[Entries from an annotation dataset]
○ ○ ○ ○

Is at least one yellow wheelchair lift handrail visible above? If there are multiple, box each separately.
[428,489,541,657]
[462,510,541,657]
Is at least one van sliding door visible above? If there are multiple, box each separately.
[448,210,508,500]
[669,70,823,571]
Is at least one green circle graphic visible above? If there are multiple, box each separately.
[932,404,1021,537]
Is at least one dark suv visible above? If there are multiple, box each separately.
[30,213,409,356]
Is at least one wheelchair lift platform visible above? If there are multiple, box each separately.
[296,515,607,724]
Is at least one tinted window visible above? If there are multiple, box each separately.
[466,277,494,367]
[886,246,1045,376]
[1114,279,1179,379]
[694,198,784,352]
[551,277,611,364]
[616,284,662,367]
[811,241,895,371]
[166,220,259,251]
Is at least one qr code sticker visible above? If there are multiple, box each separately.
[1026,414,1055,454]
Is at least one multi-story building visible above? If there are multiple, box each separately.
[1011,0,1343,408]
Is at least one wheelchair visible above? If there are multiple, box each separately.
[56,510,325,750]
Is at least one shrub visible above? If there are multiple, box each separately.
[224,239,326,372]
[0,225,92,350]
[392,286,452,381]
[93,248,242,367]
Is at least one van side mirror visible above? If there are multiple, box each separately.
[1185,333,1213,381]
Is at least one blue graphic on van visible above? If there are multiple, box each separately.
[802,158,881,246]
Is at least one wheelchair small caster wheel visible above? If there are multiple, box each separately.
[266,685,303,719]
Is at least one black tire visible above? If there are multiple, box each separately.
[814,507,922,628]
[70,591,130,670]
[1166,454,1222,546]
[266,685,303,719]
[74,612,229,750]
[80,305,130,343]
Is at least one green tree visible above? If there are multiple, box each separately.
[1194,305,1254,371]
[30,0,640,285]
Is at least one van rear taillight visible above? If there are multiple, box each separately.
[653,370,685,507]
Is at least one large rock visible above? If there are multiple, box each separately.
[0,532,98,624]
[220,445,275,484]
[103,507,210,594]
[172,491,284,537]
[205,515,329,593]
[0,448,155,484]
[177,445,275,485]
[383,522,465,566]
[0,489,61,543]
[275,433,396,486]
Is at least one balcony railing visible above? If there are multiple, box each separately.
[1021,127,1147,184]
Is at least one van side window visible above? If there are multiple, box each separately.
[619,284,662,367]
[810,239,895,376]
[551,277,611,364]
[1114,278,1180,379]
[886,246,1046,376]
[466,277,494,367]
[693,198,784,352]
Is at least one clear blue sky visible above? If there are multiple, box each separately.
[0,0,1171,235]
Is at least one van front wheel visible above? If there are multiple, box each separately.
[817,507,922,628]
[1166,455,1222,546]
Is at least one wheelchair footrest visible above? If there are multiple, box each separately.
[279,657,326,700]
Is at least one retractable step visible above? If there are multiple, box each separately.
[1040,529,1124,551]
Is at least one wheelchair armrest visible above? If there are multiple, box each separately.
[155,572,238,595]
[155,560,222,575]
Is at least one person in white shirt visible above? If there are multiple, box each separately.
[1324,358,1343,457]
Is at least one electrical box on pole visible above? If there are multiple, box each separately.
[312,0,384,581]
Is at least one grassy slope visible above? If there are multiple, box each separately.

○ ○ ○ ○

▸ **WORK TO BE COMPLETED**: Pull out the stretch of the records from the line containing "Is at least one qr" through the line containing "[1011,0,1343,408]", both included, and copy those lines without changing anything.

▸ **SOLUTION BELOW**:
Is at least one qr code sticker visible above? If there are multiple, box each separately.
[1026,414,1055,454]
Is at least one multi-story building visible above? If there are multiple, box each separately.
[1011,0,1343,408]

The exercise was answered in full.